▶ YOUR INSTRUCTIONS: Write out, precisely and in full, each line of the material.

-- start --

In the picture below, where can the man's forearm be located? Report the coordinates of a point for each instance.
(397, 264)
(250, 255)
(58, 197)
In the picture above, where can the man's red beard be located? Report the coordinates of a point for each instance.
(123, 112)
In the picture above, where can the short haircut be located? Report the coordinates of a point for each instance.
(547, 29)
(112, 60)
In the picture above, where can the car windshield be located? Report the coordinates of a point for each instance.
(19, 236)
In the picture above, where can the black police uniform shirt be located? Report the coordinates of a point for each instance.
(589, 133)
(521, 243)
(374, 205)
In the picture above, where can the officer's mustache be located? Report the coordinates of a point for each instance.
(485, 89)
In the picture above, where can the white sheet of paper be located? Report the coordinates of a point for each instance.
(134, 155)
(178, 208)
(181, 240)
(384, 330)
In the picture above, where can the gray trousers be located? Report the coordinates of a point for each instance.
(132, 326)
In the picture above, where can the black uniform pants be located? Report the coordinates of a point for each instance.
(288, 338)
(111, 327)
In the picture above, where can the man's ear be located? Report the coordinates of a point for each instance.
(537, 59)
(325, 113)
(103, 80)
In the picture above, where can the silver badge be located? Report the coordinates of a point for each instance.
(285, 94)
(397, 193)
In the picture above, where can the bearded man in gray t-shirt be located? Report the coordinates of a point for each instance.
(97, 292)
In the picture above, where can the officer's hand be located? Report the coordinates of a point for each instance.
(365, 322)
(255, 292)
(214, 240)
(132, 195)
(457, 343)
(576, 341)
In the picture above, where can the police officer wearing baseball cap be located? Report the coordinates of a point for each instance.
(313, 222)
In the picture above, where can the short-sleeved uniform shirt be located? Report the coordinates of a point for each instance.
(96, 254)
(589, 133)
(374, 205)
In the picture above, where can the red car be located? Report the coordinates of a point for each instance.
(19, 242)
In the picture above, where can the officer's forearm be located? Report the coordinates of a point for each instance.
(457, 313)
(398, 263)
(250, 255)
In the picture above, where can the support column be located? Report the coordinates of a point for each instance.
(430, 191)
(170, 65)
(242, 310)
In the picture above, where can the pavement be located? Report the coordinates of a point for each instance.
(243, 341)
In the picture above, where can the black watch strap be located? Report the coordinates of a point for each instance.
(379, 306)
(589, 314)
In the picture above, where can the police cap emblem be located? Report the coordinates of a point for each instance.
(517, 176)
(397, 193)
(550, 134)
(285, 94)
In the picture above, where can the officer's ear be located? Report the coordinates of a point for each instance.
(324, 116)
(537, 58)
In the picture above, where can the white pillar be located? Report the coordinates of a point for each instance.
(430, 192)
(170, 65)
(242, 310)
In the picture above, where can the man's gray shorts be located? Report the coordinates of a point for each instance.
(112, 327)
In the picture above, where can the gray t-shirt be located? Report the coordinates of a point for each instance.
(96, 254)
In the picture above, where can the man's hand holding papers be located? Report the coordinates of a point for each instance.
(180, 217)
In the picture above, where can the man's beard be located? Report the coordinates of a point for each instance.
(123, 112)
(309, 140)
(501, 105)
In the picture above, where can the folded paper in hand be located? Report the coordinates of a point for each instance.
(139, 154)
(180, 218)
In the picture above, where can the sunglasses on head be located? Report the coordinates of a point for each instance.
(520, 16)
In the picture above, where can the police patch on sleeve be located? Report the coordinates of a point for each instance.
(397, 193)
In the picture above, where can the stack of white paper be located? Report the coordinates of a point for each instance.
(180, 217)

-- end --

▶ RESULT BELOW:
In the picture below, where can the man's forearm be located? Report the coordinates of a point for each instance.
(397, 264)
(250, 255)
(58, 197)
In the picture above, where can the man's red beard be located? Report the coordinates of a point for each instance.
(123, 112)
In the picture above, where can the short haircut be located? Report the coordinates of a point for each instance.
(547, 29)
(112, 60)
In the picture above, where can the car windshield be located? Report the coordinates of a point for each instance.
(19, 236)
In the picture above, where can the black police uniform shirt be located? Report the coordinates of a point for each instance.
(589, 133)
(521, 243)
(374, 205)
In the picture above, where can the officer's mustache be located? Report the coordinates of a point for each instance.
(485, 89)
In the picture above, where can the white sheet of paper be located? Report the coordinates of a point for each instance.
(134, 155)
(178, 208)
(181, 240)
(384, 330)
In the picture above, where can the gray trousers be located? Report the coordinates of a point for each instance.
(132, 326)
In the picture above, where can the black uniform pants be located? Report the coordinates of a point for each instance.
(288, 338)
(111, 327)
In the picture above, where can the man's ear be located? Report the coordinates of a point for each instance.
(537, 59)
(325, 113)
(103, 80)
In the picture above, where can the silver badge be located? Report the coordinates of a point for each instance.
(285, 94)
(397, 193)
In the picture above, where can the bearded man in gray t-shirt be located? Report the coordinates of a point for each instance.
(97, 292)
In the picture above, where can the officer's hand be located? Report the coordinates of a point for each instance.
(365, 322)
(255, 292)
(214, 240)
(132, 195)
(457, 343)
(576, 341)
In the picture above, where can the police officer wearing baseball cap be located? Report the coordinates of a point for each instance.
(313, 222)
In the picture above, where can the short-sleeved uniform shirt be located? Report the coordinates of a point for each instance.
(96, 254)
(589, 133)
(374, 205)
In the picture above, where can the red car be located? Report the coordinates of a point for each instance.
(19, 242)
In the picture above, where can the officer's forearm be located? Report the coordinates of a point for each instance.
(457, 313)
(398, 263)
(250, 255)
In the picture above, where can the support column be located? Report the coordinates of a point for each instance.
(430, 191)
(170, 65)
(242, 310)
In the picture above, where can the pavement be located? Report the coordinates of a point for each instance.
(243, 341)
In the picture above, where can the black watch strap be located? Report the coordinates of a point for each instance.
(379, 306)
(589, 314)
In the picture above, where can the police cap emblem be located? Report the coordinates of a point for each instance.
(517, 176)
(397, 193)
(550, 134)
(285, 94)
In the picture above, where can the officer's ear be located? Report the coordinates of a point for each instance.
(324, 116)
(537, 58)
In the picture above, where can the white pillar be located? Report the coordinates of a point for each instance.
(430, 192)
(170, 65)
(242, 310)
In the picture above, where can the man's gray shorts be located? Report the coordinates of a point for each instance.
(112, 327)
In the picture above, where can the gray t-shirt be located? Report the coordinates of a point for each instance.
(96, 254)
In the picture above, where can the man's hand holding papers be located? Report the coordinates of a point for each instance.
(180, 217)
In the picture above, where can the man's beard be located? Report the coordinates of a point for each instance.
(123, 112)
(309, 140)
(501, 105)
In the picture above, where can the folded paper in hand be located? Report the coordinates of a point for each instance.
(139, 154)
(180, 218)
In the picture above, where can the sunglasses on head be located? Report the coordinates of a point for each instance.
(520, 16)
In the picture above, where can the police patch on sleeve be located? Report the coordinates of a point for each instance.
(397, 193)
In the picture above, where can the stack of white paper be located? Report the coordinates of a point for each instance.
(180, 217)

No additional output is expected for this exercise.